What the exercise asks: Pictures don't belong in the copy; print all the records exactly.

Data entries:
---------------

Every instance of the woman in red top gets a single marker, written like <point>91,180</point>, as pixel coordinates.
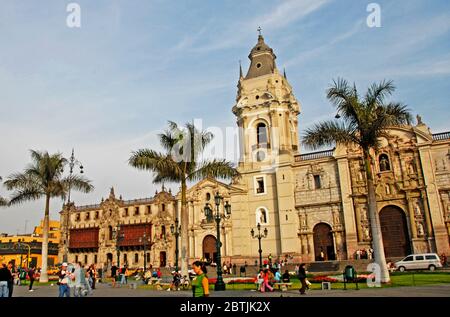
<point>266,282</point>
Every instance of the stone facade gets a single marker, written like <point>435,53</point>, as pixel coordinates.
<point>312,204</point>
<point>96,242</point>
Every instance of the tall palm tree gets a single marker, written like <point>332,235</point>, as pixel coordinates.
<point>181,164</point>
<point>365,120</point>
<point>3,201</point>
<point>44,178</point>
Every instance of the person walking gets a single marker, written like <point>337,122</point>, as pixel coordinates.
<point>80,280</point>
<point>31,275</point>
<point>5,276</point>
<point>286,277</point>
<point>302,278</point>
<point>88,281</point>
<point>63,281</point>
<point>266,278</point>
<point>200,284</point>
<point>11,280</point>
<point>113,275</point>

---------------

The answer:
Every instance of the woman in red top gets a single marker, written like <point>91,180</point>, as pixel coordinates.
<point>266,282</point>
Every instance of the stone facade gets a single marker, written like <point>435,53</point>, as pixel coordinates.
<point>312,204</point>
<point>96,242</point>
Every instance of the tall palm tree gets a single marker, written like <point>332,235</point>, as pixel coordinates.
<point>181,164</point>
<point>365,120</point>
<point>3,201</point>
<point>44,178</point>
Every instance of the person walking gets a single marker, written like <point>337,122</point>, as pixel coordinates.
<point>80,280</point>
<point>31,275</point>
<point>5,276</point>
<point>286,277</point>
<point>302,278</point>
<point>88,281</point>
<point>63,281</point>
<point>266,278</point>
<point>200,284</point>
<point>11,280</point>
<point>113,275</point>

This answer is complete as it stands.